● **What to produce**: Transcribe the records below exactly as they appear.

— Start Extracted entries —

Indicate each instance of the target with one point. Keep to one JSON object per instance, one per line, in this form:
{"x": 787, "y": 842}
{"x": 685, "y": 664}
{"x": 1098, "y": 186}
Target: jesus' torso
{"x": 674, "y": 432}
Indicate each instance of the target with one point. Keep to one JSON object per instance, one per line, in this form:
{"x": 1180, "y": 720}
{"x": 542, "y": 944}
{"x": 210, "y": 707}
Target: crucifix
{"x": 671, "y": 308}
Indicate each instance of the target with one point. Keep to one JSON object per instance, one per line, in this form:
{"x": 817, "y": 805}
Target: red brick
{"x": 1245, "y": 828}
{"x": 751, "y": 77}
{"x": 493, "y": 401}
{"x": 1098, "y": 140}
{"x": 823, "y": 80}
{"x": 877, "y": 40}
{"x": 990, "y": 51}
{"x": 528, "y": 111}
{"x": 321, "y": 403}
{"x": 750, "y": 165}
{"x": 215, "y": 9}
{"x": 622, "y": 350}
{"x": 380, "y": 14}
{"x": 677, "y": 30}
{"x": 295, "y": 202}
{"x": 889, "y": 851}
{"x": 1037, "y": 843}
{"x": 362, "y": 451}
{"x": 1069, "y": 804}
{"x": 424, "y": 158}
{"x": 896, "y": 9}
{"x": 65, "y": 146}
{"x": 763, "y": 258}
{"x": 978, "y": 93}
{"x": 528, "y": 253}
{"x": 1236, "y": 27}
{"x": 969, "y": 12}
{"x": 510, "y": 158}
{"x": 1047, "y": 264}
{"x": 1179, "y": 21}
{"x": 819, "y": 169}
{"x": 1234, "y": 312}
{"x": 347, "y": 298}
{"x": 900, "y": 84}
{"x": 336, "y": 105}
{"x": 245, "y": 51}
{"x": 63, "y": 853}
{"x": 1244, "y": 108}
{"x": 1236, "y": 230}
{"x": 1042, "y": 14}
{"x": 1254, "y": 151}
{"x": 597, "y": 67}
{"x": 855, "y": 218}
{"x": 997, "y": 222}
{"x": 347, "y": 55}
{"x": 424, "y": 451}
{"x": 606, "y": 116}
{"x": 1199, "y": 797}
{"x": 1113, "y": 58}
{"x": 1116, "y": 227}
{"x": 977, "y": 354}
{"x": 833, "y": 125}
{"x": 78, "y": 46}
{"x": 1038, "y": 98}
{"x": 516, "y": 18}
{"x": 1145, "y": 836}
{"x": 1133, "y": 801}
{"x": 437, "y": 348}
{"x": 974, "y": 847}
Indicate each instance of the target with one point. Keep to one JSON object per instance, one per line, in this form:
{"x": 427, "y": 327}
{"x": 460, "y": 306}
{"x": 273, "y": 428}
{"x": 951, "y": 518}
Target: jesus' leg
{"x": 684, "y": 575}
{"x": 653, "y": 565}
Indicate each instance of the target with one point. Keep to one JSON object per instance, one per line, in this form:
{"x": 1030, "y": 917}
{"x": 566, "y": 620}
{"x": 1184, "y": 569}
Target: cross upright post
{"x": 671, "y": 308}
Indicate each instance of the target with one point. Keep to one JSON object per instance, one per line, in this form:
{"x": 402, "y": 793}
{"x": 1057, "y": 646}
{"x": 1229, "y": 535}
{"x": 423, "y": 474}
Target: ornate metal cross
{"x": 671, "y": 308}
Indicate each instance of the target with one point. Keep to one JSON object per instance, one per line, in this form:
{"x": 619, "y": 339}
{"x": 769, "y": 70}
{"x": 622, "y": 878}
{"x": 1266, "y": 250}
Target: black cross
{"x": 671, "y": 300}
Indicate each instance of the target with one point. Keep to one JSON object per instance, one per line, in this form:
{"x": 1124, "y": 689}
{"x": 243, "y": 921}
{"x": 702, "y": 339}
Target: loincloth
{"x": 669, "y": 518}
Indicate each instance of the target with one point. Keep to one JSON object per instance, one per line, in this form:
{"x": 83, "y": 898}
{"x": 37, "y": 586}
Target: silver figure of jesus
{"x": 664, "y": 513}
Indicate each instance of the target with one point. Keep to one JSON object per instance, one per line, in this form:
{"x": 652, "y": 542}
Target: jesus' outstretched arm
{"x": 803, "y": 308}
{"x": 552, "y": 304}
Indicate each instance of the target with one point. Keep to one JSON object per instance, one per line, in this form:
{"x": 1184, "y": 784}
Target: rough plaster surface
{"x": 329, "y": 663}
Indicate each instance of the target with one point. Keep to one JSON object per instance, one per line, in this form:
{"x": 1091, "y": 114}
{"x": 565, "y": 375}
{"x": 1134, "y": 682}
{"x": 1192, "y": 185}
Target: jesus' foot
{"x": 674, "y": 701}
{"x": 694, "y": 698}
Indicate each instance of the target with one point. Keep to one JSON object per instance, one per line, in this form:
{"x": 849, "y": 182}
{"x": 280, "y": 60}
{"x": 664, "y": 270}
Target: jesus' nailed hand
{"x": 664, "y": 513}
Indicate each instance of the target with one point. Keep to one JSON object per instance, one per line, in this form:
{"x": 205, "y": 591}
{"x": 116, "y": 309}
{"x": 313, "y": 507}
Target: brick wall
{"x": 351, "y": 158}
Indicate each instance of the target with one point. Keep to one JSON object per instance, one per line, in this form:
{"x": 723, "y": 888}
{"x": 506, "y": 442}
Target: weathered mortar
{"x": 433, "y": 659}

— End Extracted entries —

● **Answer to the task**:
Indicate each instance of the target with one point. Keep to one JSON object per instance, one per line, in this form:
{"x": 787, "y": 842}
{"x": 685, "y": 664}
{"x": 1098, "y": 186}
Target: jesus' torso
{"x": 674, "y": 432}
Indicate each instance of the target with one point. Keep to one JSON object per instance, one per line, in this form:
{"x": 1180, "y": 720}
{"x": 542, "y": 944}
{"x": 210, "y": 707}
Target: crucifix
{"x": 671, "y": 308}
Indicate each instance of the target with one point. Keep to one JSON object per instance, one per line, in this form:
{"x": 817, "y": 805}
Target: red brick
{"x": 1245, "y": 828}
{"x": 751, "y": 77}
{"x": 493, "y": 401}
{"x": 1098, "y": 140}
{"x": 823, "y": 80}
{"x": 877, "y": 40}
{"x": 990, "y": 51}
{"x": 528, "y": 111}
{"x": 321, "y": 403}
{"x": 750, "y": 165}
{"x": 215, "y": 9}
{"x": 622, "y": 350}
{"x": 380, "y": 14}
{"x": 677, "y": 30}
{"x": 295, "y": 202}
{"x": 889, "y": 851}
{"x": 1037, "y": 843}
{"x": 362, "y": 451}
{"x": 1069, "y": 804}
{"x": 424, "y": 158}
{"x": 896, "y": 9}
{"x": 65, "y": 146}
{"x": 763, "y": 258}
{"x": 978, "y": 93}
{"x": 528, "y": 253}
{"x": 1236, "y": 27}
{"x": 969, "y": 12}
{"x": 510, "y": 158}
{"x": 1047, "y": 264}
{"x": 1179, "y": 21}
{"x": 819, "y": 169}
{"x": 1234, "y": 312}
{"x": 347, "y": 298}
{"x": 900, "y": 84}
{"x": 336, "y": 105}
{"x": 245, "y": 51}
{"x": 63, "y": 853}
{"x": 1244, "y": 108}
{"x": 1236, "y": 230}
{"x": 1042, "y": 14}
{"x": 1254, "y": 151}
{"x": 597, "y": 67}
{"x": 855, "y": 218}
{"x": 997, "y": 222}
{"x": 347, "y": 55}
{"x": 424, "y": 451}
{"x": 606, "y": 116}
{"x": 1199, "y": 797}
{"x": 1113, "y": 58}
{"x": 1116, "y": 227}
{"x": 977, "y": 354}
{"x": 833, "y": 125}
{"x": 78, "y": 46}
{"x": 1038, "y": 98}
{"x": 516, "y": 18}
{"x": 1145, "y": 836}
{"x": 1133, "y": 801}
{"x": 437, "y": 348}
{"x": 974, "y": 847}
Indicate each instance of the target with one point. Keep to one JSON object per instance, one per line, in this form:
{"x": 427, "y": 327}
{"x": 460, "y": 306}
{"x": 273, "y": 428}
{"x": 951, "y": 518}
Target: jesus' leg
{"x": 684, "y": 575}
{"x": 653, "y": 565}
Indicate each instance of the target with one point. Keep to one JSON object per instance, one per line, in this form:
{"x": 1030, "y": 917}
{"x": 566, "y": 620}
{"x": 1184, "y": 569}
Target: cross upright post
{"x": 671, "y": 308}
Indicate each instance of the target with one point. Keep to one JSON object per instance, one per line, in this form:
{"x": 402, "y": 793}
{"x": 1057, "y": 646}
{"x": 1229, "y": 535}
{"x": 423, "y": 474}
Target: ornate metal cross
{"x": 671, "y": 308}
Indicate each instance of the target with one point. Keep to one JSON object per instance, one per line, in this form:
{"x": 619, "y": 339}
{"x": 769, "y": 70}
{"x": 622, "y": 878}
{"x": 1266, "y": 250}
Target: black cross
{"x": 671, "y": 300}
Indicate each instance of the target with one point. Keep to one JSON object per instance, one per line, in this form:
{"x": 1124, "y": 689}
{"x": 243, "y": 921}
{"x": 702, "y": 339}
Target: loincloth
{"x": 669, "y": 518}
Indicate each instance of the target with one point. Keep to one JSON object per instance, one per line, in this form:
{"x": 83, "y": 898}
{"x": 37, "y": 586}
Target: silver figure of jesus
{"x": 664, "y": 513}
Indicate each instance of the target with one point. Keep to one JSON object per instance, one per line, in this form:
{"x": 652, "y": 542}
Target: jesus' outstretched arm
{"x": 803, "y": 308}
{"x": 552, "y": 304}
Indicate each instance of the target with one point. Keep to one JSON object per instance, one per line, in this form:
{"x": 1184, "y": 784}
Target: rough plaster surface
{"x": 329, "y": 663}
Indicate each instance of the target with one point. Keep to one JSON object per instance, one per line, in this form:
{"x": 1091, "y": 114}
{"x": 565, "y": 375}
{"x": 1134, "y": 682}
{"x": 1192, "y": 185}
Target: jesus' foot
{"x": 674, "y": 701}
{"x": 694, "y": 698}
Indicate each instance of the target with one point. Keep to one JSON object per instance, one per line, in this form:
{"x": 849, "y": 182}
{"x": 280, "y": 60}
{"x": 664, "y": 270}
Target: jesus' nailed hand
{"x": 664, "y": 513}
Indicate each instance of the target with one point. Keep to one JSON object per instance, one per line, in this form:
{"x": 205, "y": 591}
{"x": 116, "y": 309}
{"x": 313, "y": 507}
Target: brick wall
{"x": 351, "y": 158}
Indicate each instance of the target with one point. Keep to one JSON object per instance, one per line, in this form:
{"x": 723, "y": 888}
{"x": 506, "y": 442}
Target: weathered mortar
{"x": 433, "y": 659}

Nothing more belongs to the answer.